# EXTRAIT DU TEXTE:
----------

2. Aux termes de l'article 18 du code des marchés publics applicable au litige : " Un prix révisable est un prix qui peut être modifié pour tenir compte des variations économiques dans les conditions fixées ci-dessous. / Lorsque le prix est révisable, le marché fixe la date d'établissement du prix initial, les modalités de calcul de la révision ainsi que la périodicité de sa mise en œuvre. Les modalités de calcul de la révision du prix sont fixées : / 1° Soit en fonction d'une référence à partir de laquelle on procède à l'ajustement du prix de la prestation ; / 2° Soit par application d'une formule représentative de l'évolution du coût de la prestation. Dans ce cas, la formule de révision ne prend en compte que les différents éléments du coût de la prestation et peut inclure un terme fixe ; / 3° Soit en combinant les modalités mentionnées aux 1° et 2° ". Et aux termes du V de l'article 198 du même code : " Les marchés d'une durée d'exécution supérieure à trois mois qui nécessitent, pour leur réalisation, le recours à une part importante de fournitures notamment de matières premières dont le prix est directement affecté par les fluctuations de cours mondiaux comportent une clause de révision de prix incluant au moins une référence aux index officiels de fixation de ces cours, conformément au IV du présent article ".

3. L'article 3.2 du cahier des clauses administratives particulières du marché, relatif aux modalités de variation des prix, était rédigé de la manière suivante pour les deux lots : " (...) Les prix du marché sont réputés établis sur la base des conditions économiques du 1er jour du mois de calendrier qui précède celui de la signature de l'acte d'engagement par le titulaire. Ce mois est appelé " mois zéro ". Les prix sont révisés mensuellement par application aux prix du marché d'un coefficient Cn donné par la ou les formules suivantes : Lot 1, 2 et 3 : Cn = 15,00 % + 85,00 % (In/Io), selon les dispositions suivantes : Cn = coefficient de révision, Io = valeur de l'index de référence au mois zéro, In = valeur de l'index de référence au mois n. Le mois " n " retenu pour la révision est le mois de réalisation des prestations. L'index de référence I, publiés au Moniteur des Travaux Publics et du Bâtiment ou au Ministère de l'Ecologie du Développement durable, des Transports et du Logement, est l'index TP09 Travaux d'enrobés (fabrication et mise en œuvre avec fourniture de bitume et granulats) appliqué aux prix : lot 1,2 et 3 :TP 09 - Tous les prix. Lorsqu'une révision a été effectuée provisoirement en utilisant un index antérieur à celui qui doit être appliqué, il n'est procédé à aucune révision avant la variation définitive, laquelle intervient sur le premier acompte du marché suivant la parution de 1'index correspondant (...) ". Aux termes du cahier des clauses administratives générales (CCAG), dans sa rédaction applicable : " 10.4. Variation dans les prix : / 10.4.1. Les prix sont réputés fermes, sauf dans les cas où la réglementation prévoit des prix révisables ou si les documents particuliers du marché prévoient de tels prix et qu'ils comportent une formule de révision des prix. / 10.4.2. Les prix fermes sont actualisés dans les conditions prévues par la réglementation en vigueur à la date à laquelle le candidat a fixé son prix dans l'offre. Les prix de chaque tranche conditionnelle sont actualisés dans les mêmes conditions. (...) ".

----------

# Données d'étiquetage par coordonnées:
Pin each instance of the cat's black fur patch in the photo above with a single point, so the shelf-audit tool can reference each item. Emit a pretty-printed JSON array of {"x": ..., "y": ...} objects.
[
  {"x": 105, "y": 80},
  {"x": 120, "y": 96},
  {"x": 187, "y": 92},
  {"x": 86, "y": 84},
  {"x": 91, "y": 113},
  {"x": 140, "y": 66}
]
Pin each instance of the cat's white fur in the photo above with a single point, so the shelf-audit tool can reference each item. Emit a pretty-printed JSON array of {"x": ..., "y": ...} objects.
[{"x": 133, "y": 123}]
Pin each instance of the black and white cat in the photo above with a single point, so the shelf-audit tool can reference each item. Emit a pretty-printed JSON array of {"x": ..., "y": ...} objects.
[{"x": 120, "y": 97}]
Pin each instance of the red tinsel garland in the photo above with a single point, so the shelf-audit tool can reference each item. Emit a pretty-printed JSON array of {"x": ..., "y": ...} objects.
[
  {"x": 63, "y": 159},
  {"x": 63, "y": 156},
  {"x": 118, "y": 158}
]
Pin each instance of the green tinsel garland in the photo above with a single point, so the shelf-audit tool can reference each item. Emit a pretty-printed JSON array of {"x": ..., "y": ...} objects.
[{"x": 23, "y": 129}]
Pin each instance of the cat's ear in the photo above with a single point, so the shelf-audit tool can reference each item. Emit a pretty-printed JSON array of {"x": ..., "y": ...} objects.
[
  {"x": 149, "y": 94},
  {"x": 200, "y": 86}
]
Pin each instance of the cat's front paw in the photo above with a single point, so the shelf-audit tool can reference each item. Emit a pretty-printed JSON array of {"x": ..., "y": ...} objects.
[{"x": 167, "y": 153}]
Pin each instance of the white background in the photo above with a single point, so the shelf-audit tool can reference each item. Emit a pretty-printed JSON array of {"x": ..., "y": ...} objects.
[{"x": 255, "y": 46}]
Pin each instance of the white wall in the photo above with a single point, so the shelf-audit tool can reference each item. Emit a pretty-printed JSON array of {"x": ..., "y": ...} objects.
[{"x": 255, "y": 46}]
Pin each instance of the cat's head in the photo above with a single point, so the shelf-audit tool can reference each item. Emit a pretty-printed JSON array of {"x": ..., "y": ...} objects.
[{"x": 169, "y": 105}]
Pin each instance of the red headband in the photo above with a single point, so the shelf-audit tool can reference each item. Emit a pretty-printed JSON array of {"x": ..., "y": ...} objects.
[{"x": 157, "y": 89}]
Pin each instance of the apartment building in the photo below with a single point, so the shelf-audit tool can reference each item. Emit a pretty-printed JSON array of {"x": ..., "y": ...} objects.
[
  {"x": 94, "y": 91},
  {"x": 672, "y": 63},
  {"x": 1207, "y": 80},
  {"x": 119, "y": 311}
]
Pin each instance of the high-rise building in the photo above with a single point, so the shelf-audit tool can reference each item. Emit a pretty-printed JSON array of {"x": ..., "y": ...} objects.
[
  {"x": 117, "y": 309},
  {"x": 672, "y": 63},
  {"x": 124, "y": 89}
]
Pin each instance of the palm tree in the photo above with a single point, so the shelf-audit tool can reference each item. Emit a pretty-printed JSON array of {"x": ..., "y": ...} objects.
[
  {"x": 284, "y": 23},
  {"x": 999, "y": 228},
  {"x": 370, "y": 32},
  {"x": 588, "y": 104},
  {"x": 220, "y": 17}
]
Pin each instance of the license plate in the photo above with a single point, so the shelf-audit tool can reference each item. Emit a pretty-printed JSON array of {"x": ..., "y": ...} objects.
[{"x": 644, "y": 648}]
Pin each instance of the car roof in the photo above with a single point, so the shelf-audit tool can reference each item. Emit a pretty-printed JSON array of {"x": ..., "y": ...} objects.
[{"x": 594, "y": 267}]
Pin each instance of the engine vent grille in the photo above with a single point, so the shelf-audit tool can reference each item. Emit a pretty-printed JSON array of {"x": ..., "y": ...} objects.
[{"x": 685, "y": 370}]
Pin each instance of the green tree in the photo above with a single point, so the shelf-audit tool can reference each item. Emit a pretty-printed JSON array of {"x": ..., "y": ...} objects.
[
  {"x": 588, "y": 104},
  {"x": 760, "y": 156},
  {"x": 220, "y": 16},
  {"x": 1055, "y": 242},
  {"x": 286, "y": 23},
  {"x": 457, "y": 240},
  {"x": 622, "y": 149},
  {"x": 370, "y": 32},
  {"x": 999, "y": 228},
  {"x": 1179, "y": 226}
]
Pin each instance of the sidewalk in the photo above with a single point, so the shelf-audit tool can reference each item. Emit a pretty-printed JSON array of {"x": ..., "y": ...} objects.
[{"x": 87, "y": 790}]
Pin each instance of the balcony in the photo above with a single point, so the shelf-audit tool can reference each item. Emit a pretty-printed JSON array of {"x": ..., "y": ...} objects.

----------

# SUJET POSÉ:
Pouvez-vous poursuivre l'extrait sur la révision des prix du marché à partir de sa dernière phrase ?

# RÉPONSE ATTENDUE:
4. Il résulte de l'instruction qu'à la suite d'un avis publié au Journal Officiel le 16 janvier 2015, faisant lui-même suite à une publication de l'INSEE le 15 janvier 2015, les index du coût de production dans la construction sont passés " en base 2010 " et qu'à l'occasion de ce changement, afin de refléter au mieux l'évolution des coûts de fabrication d'un type d'ouvrage, la liste et le contenu de certains index ont été modifiés, notamment dans les travaux publics. L'index TP 09 a ainsi été modifié dans sa structure, la part de l'indice bitume dans la fixation de cet index ayant été portée de 26 à 35 %.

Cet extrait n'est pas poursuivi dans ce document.